**WHAT NEEDS TO BE DONE**
Starting at the first line of the records below and ending at the line containing "x=825, y=343", rewrite those lines as a Markdown table with the columns Row and Text. Number each line and omit blank lines.

**SUPPLIED INFORMATION**
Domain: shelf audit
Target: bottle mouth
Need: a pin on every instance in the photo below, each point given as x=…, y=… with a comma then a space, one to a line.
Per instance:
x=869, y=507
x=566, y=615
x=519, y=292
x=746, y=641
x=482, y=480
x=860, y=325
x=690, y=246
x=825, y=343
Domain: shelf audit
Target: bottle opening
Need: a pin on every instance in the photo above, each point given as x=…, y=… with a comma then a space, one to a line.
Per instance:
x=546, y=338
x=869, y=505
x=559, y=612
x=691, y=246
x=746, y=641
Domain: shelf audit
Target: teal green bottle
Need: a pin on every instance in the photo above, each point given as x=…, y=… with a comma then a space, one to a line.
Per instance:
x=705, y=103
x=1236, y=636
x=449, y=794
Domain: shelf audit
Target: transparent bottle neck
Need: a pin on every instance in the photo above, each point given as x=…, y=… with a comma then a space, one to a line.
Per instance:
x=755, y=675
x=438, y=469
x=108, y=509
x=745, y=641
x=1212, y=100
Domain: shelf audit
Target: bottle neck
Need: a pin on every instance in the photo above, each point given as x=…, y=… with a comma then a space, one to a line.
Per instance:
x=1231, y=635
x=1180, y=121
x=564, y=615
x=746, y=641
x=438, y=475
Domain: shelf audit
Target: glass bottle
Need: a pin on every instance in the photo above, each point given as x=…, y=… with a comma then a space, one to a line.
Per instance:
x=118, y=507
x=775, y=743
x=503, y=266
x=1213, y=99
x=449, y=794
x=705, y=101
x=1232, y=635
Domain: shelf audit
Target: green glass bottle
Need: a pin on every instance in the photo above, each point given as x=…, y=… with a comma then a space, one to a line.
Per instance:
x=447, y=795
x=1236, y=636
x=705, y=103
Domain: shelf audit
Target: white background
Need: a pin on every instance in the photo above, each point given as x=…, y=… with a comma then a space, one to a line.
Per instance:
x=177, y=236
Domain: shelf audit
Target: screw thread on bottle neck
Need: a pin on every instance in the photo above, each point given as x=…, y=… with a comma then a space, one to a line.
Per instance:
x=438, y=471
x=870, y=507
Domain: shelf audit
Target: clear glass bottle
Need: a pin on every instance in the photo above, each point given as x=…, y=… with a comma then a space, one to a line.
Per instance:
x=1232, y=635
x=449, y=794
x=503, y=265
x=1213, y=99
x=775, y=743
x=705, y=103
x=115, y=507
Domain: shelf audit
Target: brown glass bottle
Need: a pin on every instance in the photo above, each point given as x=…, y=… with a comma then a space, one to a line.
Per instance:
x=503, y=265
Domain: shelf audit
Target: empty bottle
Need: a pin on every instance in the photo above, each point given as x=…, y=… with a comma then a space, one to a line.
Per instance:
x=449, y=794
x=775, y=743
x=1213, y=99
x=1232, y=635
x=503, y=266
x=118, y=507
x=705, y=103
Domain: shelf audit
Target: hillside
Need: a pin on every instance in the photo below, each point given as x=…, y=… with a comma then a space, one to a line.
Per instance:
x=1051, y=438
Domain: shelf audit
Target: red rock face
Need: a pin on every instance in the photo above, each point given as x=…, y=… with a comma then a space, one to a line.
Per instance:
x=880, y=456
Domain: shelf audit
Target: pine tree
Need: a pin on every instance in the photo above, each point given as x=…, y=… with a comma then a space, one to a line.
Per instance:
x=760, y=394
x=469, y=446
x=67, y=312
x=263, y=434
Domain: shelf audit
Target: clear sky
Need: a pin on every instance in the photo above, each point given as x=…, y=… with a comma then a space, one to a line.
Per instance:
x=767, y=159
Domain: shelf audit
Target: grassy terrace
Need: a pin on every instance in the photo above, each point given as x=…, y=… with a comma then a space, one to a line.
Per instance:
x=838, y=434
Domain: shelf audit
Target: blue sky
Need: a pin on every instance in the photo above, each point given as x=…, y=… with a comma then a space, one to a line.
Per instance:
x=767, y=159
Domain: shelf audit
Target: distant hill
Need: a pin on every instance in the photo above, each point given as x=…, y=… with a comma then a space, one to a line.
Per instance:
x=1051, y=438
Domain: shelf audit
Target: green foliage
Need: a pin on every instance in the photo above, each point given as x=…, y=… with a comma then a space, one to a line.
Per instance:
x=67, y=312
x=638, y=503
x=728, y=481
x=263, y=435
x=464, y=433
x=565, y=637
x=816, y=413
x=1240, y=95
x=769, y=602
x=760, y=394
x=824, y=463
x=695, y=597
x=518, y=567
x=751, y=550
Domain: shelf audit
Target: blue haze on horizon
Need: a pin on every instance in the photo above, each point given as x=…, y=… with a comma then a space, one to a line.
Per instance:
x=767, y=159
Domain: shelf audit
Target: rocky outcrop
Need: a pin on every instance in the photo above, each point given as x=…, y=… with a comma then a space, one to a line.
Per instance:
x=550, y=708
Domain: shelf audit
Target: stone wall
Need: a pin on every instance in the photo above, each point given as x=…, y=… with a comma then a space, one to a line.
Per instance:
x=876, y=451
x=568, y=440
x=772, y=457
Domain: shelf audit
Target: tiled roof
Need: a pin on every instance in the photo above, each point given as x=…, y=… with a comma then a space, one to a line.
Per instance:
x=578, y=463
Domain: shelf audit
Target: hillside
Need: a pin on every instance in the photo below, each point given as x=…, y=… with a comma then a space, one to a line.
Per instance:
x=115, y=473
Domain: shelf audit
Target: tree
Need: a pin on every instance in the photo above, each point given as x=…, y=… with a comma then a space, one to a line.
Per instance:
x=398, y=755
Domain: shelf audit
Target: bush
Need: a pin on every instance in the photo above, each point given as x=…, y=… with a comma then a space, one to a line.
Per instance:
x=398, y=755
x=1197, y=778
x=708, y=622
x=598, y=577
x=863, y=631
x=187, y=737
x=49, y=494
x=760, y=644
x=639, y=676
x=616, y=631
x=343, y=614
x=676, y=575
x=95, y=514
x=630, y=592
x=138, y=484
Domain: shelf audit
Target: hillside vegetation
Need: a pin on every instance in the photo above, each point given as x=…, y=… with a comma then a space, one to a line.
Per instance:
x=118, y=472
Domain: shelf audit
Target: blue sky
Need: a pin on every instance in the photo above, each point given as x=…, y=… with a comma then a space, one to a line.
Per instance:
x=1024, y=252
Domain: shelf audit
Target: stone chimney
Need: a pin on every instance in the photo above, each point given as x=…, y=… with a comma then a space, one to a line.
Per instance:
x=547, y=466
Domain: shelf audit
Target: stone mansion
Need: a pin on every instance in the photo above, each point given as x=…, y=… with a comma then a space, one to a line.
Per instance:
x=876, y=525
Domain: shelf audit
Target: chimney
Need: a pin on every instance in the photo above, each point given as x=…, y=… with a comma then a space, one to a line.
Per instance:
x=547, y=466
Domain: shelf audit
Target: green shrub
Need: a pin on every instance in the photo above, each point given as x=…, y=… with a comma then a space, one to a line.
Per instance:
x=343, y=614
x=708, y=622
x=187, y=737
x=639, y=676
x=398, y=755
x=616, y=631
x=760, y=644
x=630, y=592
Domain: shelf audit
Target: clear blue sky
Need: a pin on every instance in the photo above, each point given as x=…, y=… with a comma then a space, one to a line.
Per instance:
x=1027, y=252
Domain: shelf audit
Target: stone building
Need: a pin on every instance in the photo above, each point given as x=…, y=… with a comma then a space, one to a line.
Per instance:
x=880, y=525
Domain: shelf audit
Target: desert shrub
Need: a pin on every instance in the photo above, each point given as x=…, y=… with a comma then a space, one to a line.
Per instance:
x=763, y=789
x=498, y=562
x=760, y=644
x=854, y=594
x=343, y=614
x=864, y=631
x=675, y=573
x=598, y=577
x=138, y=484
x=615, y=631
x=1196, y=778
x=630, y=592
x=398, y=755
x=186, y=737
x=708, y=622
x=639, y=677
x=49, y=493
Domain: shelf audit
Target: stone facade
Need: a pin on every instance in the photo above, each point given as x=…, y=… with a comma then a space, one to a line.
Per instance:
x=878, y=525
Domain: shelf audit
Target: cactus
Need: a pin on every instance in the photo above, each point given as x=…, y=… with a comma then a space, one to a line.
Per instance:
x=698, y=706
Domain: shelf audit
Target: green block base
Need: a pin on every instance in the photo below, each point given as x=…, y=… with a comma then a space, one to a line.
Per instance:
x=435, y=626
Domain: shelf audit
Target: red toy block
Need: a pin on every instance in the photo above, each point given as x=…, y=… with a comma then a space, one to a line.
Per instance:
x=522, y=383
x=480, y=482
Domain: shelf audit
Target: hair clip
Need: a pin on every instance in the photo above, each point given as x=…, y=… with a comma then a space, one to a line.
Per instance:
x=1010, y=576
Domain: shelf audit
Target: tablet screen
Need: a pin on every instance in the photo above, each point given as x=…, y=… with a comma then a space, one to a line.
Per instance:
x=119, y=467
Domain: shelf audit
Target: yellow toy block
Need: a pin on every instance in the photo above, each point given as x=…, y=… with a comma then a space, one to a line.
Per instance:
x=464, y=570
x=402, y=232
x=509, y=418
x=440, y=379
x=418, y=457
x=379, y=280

**ANSWER**
| Row | Text |
|---|---|
| 1 | Domain: shelf audit |
| 2 | Target: bottle mouth |
| 3 | Need: a pin on every instance in the photo below, each point given as x=…, y=… with a comma then a space, one to a line. |
| 4 | Per instance: |
| 5 | x=869, y=507 |
| 6 | x=566, y=615 |
| 7 | x=519, y=292 |
| 8 | x=746, y=641 |
| 9 | x=482, y=480 |
| 10 | x=860, y=325 |
| 11 | x=690, y=246 |
| 12 | x=825, y=343 |